Erstwhile Muse

Jun 10, 2007

Perceptions of scale

A Two Value System of miniature impact.

I've been rather scattered today, bouncing around from project to project without really achieving a lot in any one area. I blame my magical super-coffee for this, even though I did my best to make it a low powered dosage this morning.

One of the projects I started and abandoned today was making some Warhammer scale terrain from what the Games Workshop studio goons always tend to call cereal packet, although in this particular case it was a couple of discarded macaroni and cheese boxes. The initial trial was a bit of a disaster unfortunately, largely due to an almost complete and total lack of planning on my part—once again, I largely blame my caffeinated vibrational harmonics for this. That's not to say it was entirely a loss. I have a much better idea of some of the pitfalls to avoid in the future should I make another attempt, and what little bit of planning I did manage to conduct will be useful in general, so I'm going to share it here in case it might make other's lives easier. It's a brief discussion of scale as it pertains to making Warhammer terrain, at least as far as I see the issue.

### [Written request 1]
According to the blog post on Warhammer terrain, what was the cardboard for the writer's terrain attempt taken from?

### [Extracted information]
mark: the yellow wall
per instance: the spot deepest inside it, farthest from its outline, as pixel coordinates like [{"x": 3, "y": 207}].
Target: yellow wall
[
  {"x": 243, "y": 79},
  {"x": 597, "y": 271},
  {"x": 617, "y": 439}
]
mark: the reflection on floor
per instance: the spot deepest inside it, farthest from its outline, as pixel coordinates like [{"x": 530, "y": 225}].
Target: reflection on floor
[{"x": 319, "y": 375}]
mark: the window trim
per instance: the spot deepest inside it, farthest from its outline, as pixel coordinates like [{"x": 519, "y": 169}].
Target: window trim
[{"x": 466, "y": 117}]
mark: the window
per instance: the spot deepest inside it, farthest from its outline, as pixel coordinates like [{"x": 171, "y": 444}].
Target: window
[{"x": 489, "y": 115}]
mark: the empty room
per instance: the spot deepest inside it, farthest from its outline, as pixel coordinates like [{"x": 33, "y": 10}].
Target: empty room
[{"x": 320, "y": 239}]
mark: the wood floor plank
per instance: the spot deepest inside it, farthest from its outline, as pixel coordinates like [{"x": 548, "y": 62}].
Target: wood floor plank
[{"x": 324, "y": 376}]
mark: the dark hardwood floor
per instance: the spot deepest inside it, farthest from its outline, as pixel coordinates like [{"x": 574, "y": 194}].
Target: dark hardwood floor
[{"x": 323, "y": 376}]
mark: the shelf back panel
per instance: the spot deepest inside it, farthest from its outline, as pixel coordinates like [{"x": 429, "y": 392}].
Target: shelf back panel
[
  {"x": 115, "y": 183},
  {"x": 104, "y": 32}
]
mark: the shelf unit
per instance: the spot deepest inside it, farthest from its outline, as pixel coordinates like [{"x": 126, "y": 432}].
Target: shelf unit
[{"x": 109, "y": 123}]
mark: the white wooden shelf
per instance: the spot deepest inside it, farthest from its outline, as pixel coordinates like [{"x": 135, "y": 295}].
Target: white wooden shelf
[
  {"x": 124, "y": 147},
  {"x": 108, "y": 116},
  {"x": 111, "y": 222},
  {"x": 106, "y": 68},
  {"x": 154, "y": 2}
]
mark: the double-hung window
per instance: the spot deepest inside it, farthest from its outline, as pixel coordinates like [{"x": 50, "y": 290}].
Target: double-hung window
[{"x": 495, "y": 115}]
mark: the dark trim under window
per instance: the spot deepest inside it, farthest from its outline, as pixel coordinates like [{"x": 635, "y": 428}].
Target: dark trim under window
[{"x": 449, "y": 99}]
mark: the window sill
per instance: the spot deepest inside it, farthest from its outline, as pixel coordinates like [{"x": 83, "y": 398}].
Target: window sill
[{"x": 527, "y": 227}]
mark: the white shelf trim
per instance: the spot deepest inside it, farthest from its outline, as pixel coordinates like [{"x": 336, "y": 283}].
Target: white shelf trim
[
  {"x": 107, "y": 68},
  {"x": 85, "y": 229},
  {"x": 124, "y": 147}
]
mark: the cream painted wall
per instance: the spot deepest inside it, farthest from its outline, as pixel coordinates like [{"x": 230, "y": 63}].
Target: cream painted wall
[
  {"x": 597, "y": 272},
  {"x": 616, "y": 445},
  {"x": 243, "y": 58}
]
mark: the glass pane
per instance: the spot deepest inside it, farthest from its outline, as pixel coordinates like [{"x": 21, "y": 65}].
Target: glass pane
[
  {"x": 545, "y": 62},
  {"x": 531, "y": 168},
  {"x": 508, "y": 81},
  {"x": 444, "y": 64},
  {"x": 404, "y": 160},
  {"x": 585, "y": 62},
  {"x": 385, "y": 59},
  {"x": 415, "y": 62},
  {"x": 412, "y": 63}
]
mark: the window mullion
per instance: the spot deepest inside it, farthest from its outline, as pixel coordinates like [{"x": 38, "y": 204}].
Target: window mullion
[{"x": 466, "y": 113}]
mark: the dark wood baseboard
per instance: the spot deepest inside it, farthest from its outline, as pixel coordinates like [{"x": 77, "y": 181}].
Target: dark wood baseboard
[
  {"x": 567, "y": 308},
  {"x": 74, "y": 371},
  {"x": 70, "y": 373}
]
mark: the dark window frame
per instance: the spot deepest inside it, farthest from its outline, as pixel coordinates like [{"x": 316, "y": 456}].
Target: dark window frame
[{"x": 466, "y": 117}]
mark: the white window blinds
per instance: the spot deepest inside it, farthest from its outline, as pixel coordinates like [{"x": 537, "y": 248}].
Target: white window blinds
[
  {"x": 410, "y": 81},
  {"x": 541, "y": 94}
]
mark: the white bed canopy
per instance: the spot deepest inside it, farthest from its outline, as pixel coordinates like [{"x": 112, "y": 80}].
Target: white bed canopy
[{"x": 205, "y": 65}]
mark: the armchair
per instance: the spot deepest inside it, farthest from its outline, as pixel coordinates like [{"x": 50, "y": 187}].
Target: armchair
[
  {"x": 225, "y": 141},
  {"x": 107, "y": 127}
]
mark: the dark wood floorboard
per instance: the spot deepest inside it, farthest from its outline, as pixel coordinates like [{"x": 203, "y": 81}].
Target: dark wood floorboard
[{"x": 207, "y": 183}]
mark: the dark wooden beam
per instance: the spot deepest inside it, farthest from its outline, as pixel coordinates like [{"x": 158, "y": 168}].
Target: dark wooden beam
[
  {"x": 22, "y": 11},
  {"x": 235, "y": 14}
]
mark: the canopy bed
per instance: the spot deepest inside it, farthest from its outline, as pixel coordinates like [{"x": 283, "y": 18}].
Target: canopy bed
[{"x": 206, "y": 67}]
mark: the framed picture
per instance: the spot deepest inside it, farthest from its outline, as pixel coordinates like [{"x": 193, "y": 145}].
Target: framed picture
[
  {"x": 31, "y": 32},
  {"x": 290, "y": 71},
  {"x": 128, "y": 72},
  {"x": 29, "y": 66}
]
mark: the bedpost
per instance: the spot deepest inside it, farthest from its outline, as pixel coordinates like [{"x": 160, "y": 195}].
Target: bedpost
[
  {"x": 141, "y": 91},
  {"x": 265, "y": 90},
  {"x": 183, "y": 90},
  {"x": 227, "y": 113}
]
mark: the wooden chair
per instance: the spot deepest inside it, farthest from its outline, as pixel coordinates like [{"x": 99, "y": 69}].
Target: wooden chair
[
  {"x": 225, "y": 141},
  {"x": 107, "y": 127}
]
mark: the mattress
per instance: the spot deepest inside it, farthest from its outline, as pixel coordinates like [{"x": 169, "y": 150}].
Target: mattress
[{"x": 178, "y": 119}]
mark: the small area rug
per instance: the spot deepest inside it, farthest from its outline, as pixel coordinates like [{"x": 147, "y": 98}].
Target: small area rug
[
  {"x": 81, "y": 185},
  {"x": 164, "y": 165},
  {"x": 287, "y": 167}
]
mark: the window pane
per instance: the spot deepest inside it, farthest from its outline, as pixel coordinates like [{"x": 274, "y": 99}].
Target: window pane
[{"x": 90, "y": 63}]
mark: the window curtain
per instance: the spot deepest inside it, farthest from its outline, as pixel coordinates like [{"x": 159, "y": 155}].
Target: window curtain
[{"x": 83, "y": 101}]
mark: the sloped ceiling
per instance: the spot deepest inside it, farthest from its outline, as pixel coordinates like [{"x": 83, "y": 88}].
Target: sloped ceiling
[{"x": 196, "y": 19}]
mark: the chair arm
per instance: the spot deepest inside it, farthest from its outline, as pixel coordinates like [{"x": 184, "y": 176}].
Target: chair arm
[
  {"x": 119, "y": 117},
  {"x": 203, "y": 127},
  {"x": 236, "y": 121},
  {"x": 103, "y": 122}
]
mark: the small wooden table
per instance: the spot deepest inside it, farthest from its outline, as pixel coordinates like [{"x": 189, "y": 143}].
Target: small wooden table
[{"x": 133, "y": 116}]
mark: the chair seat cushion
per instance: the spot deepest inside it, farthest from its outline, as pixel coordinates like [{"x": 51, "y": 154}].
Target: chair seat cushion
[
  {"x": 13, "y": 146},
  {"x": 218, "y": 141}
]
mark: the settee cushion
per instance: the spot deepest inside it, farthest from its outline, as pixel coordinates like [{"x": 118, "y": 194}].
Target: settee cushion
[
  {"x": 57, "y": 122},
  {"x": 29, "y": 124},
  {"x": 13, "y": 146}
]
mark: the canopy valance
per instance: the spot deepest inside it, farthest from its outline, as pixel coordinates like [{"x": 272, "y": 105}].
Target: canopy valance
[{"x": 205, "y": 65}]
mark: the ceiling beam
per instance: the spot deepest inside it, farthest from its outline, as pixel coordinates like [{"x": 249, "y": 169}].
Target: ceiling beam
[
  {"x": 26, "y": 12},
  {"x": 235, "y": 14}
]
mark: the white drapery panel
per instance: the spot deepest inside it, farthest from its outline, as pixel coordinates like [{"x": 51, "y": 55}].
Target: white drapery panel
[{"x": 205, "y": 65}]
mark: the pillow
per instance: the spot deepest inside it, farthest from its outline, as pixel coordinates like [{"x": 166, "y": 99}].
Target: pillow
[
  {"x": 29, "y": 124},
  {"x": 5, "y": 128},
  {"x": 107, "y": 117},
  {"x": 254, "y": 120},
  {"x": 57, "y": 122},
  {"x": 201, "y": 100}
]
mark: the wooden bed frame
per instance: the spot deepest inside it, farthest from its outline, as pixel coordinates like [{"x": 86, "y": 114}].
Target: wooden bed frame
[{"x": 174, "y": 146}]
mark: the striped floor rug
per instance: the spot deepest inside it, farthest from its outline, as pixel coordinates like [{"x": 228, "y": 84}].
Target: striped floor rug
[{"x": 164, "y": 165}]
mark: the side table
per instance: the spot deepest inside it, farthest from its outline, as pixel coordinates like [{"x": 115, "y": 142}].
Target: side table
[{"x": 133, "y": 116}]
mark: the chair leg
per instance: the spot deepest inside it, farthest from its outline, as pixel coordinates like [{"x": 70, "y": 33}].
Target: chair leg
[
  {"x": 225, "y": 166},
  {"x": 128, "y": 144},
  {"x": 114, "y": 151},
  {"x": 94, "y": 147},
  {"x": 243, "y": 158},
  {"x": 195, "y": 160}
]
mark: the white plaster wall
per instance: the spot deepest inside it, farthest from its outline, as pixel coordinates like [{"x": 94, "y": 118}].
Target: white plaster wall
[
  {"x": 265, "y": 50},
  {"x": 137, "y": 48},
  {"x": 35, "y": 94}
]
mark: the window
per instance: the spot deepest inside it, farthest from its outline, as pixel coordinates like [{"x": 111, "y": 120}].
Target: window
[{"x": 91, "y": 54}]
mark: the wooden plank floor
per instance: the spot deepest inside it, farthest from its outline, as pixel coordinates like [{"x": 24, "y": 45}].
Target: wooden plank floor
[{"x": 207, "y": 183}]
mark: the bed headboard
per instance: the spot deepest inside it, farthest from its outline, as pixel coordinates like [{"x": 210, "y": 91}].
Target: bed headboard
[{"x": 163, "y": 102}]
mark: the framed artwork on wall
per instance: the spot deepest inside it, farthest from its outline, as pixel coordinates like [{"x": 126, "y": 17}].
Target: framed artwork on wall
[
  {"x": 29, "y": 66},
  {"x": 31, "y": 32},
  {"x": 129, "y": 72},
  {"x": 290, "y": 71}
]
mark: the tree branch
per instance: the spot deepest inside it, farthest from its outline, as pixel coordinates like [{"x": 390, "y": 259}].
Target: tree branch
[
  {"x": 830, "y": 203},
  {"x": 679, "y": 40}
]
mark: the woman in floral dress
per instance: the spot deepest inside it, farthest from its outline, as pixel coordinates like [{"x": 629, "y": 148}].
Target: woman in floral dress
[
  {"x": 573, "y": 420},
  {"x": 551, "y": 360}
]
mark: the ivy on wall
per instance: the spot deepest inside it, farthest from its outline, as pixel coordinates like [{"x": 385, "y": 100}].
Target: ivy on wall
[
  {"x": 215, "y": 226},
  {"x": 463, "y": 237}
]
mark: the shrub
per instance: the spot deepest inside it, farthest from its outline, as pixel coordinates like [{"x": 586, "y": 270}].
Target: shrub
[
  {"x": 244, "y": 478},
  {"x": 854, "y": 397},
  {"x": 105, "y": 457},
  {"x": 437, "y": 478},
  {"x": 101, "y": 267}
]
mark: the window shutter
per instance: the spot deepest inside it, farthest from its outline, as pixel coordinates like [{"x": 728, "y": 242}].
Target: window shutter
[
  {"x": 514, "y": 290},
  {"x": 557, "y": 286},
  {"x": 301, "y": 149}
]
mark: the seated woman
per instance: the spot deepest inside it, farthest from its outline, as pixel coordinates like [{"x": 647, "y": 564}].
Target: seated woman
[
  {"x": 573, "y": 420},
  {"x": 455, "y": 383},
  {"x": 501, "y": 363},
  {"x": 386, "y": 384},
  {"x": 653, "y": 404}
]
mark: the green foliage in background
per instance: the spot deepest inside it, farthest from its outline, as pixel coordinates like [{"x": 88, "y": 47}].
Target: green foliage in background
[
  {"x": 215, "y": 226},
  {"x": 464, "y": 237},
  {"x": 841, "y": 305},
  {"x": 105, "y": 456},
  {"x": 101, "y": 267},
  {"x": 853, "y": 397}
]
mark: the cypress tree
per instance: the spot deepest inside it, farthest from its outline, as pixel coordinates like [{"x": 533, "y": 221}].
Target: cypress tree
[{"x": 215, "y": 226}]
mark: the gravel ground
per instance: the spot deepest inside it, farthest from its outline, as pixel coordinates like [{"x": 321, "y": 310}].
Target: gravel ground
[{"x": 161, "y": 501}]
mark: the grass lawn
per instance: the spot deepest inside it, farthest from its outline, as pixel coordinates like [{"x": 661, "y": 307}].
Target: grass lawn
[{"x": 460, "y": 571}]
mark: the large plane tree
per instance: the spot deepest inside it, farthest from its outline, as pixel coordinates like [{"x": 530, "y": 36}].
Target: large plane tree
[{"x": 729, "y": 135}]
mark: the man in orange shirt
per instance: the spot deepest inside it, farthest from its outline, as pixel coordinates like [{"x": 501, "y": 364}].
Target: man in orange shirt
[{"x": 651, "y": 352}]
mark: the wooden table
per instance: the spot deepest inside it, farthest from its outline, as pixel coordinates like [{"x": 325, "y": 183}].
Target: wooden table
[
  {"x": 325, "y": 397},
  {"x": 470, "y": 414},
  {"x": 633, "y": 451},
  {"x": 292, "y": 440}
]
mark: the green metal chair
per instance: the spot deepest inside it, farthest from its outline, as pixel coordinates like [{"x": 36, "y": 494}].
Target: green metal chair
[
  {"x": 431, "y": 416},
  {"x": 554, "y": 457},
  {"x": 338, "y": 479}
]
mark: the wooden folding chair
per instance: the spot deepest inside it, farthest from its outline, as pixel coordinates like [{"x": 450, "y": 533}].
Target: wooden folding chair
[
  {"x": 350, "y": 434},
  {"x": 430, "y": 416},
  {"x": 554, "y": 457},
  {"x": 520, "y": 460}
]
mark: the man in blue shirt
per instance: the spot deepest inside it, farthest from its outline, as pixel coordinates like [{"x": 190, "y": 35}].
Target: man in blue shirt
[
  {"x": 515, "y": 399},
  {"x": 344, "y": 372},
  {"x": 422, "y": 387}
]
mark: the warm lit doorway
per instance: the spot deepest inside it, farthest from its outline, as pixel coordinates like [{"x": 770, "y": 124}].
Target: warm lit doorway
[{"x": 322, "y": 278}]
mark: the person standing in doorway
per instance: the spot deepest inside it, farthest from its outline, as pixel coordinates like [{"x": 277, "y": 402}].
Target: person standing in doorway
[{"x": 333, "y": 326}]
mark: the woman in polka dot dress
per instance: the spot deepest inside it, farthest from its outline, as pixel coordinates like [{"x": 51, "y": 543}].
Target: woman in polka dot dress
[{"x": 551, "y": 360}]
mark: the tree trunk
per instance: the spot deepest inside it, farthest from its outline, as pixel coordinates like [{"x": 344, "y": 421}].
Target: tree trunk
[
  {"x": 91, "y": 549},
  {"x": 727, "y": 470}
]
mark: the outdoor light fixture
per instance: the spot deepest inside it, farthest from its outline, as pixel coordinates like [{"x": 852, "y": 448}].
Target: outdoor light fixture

### [Written request 2]
Count the lines of the records that contain the word "striped", matching case exactly, and give only the number.

### [Full response 1]
A couple of discarded macaroni and cheese boxes.

### [Full response 2]
2